Material for the task:

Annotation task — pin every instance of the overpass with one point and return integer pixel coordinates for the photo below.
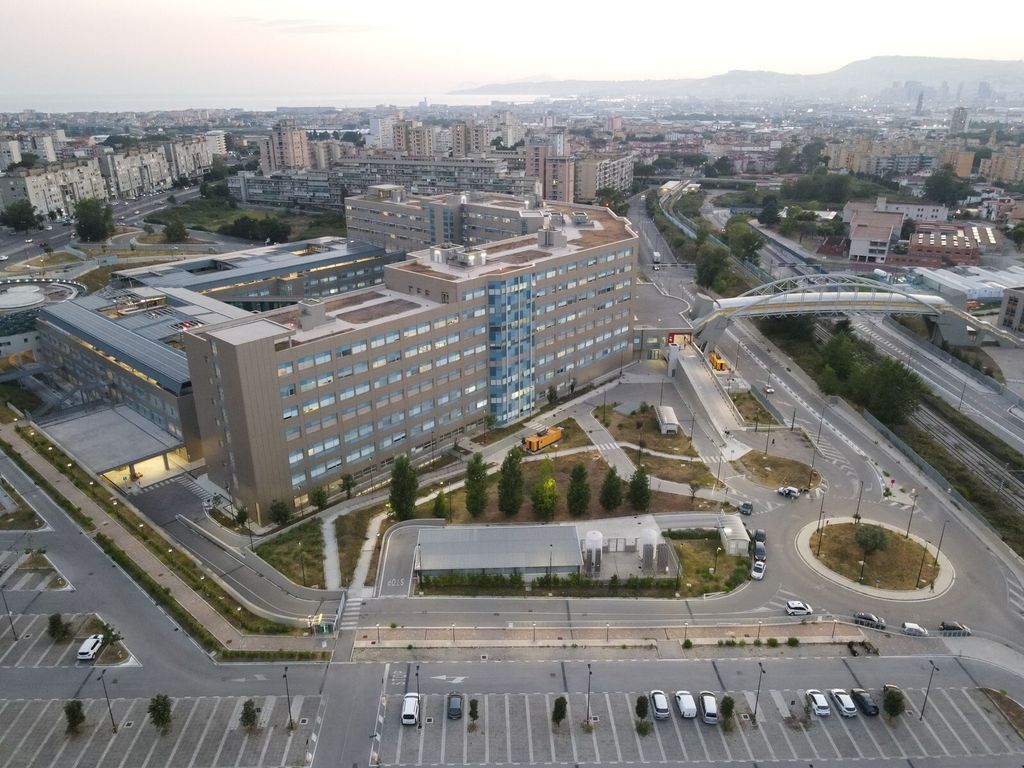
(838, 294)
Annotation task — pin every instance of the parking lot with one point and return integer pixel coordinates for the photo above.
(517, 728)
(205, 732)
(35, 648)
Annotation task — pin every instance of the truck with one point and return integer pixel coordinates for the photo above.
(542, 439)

---

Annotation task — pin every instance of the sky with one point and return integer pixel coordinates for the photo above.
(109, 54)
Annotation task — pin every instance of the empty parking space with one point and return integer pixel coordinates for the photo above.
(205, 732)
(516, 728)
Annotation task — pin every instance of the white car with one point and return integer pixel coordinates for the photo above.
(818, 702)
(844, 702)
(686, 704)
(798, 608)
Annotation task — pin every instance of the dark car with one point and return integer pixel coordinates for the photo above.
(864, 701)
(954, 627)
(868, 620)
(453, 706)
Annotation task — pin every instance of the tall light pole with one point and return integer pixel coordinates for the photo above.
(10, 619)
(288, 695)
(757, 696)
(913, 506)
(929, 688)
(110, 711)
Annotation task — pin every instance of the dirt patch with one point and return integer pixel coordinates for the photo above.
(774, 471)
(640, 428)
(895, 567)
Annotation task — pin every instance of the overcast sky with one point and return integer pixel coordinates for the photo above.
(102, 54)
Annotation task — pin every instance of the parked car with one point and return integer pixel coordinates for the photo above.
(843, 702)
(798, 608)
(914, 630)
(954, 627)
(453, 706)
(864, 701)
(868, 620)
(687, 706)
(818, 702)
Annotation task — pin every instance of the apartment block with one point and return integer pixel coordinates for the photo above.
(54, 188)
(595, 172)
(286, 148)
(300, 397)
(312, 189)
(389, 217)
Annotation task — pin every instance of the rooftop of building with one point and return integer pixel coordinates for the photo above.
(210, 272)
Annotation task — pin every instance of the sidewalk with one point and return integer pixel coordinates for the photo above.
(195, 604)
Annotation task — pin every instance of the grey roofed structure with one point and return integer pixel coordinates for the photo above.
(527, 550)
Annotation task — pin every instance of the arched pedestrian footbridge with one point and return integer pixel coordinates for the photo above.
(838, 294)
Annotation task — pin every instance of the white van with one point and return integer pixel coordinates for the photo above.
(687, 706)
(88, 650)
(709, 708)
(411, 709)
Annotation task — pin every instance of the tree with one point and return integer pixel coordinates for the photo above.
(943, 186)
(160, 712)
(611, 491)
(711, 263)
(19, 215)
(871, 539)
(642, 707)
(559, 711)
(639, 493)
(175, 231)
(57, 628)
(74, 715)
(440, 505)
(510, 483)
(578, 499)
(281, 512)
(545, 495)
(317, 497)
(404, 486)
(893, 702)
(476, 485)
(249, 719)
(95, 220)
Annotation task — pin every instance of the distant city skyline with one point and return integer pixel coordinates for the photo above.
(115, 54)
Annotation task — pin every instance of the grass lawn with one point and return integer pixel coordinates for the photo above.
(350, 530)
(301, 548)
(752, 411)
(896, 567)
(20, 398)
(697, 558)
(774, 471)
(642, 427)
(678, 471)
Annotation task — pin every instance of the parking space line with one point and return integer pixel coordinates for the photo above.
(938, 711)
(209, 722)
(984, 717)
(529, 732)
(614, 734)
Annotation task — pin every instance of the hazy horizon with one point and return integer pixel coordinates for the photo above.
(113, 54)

* * *

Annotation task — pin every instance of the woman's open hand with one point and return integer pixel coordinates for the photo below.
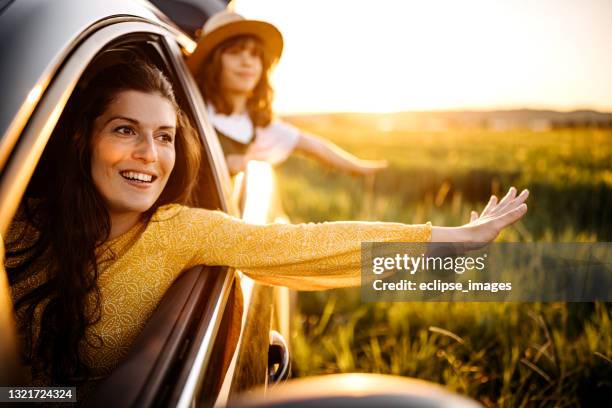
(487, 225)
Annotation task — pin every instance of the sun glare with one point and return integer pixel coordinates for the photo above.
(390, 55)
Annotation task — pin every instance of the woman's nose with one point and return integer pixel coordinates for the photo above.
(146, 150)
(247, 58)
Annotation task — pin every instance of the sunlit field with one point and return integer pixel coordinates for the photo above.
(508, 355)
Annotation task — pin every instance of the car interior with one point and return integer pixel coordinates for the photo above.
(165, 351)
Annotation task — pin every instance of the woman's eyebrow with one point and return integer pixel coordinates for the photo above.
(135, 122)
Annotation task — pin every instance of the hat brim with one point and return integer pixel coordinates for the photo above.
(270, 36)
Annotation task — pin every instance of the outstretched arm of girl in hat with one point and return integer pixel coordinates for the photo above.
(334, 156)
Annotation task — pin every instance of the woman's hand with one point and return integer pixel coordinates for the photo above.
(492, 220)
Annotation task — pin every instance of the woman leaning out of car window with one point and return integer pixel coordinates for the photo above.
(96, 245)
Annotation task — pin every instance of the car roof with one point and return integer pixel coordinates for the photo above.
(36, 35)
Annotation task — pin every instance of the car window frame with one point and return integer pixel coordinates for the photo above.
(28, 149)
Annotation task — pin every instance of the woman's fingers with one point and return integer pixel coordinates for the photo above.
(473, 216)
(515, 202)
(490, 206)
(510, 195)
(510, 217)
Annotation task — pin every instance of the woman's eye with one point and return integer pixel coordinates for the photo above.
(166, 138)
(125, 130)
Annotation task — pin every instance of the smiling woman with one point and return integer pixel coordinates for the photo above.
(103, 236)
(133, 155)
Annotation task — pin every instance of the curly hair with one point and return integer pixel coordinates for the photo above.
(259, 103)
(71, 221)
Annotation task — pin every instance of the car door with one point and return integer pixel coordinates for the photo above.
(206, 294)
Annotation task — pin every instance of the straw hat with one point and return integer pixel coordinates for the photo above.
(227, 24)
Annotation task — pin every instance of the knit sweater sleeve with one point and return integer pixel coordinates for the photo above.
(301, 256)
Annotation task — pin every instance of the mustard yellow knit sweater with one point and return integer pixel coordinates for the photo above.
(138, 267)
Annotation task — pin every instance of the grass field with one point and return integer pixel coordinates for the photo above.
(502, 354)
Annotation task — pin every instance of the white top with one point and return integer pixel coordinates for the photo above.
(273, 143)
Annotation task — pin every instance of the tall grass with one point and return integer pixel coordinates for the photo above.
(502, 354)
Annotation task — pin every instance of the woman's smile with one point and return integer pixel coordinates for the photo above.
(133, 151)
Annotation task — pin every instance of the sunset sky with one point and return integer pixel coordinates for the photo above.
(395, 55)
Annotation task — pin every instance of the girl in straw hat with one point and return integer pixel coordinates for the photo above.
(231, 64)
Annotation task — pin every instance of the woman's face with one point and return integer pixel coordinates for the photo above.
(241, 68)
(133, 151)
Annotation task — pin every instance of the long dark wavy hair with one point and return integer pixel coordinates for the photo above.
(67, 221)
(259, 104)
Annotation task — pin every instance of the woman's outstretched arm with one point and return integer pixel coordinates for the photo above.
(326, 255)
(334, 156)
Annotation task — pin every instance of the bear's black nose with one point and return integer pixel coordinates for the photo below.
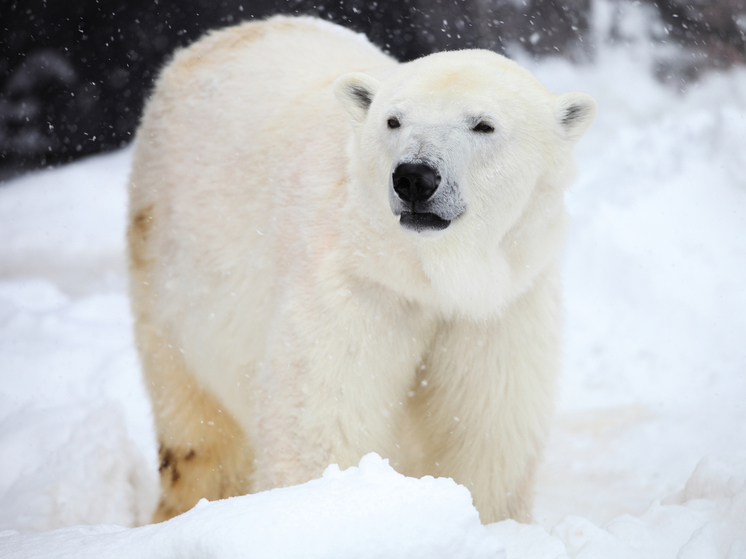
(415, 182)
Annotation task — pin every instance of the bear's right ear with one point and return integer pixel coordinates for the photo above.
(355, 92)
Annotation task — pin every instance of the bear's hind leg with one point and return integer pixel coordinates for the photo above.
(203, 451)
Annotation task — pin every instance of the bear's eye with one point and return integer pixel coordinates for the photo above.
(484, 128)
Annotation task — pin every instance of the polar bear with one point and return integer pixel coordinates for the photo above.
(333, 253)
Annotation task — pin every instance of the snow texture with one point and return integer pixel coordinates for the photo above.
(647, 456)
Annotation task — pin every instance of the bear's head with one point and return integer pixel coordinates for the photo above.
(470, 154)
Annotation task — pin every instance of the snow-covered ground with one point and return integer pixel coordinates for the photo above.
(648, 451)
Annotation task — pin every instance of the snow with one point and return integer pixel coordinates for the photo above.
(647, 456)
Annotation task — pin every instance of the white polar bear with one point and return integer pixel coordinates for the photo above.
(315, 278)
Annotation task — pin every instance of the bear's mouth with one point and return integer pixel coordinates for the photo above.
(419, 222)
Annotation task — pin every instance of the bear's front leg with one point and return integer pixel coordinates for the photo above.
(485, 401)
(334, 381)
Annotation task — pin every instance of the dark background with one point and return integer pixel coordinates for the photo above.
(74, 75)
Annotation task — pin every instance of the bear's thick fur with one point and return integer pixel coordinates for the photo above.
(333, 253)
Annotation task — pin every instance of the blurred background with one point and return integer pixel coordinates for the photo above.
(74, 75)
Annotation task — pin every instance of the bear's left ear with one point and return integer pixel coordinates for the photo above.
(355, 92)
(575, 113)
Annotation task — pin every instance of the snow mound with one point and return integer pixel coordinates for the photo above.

Exercise directions: Return each line from the items above that contains the word "space".

Complete answer:
Annotation task — pin every instance of the empty parking space with one point and return integer pixel coordinates for the photo above.
Annotation task — pin every instance of the parking space line with one point and return integer pixel coordinates for the photo above.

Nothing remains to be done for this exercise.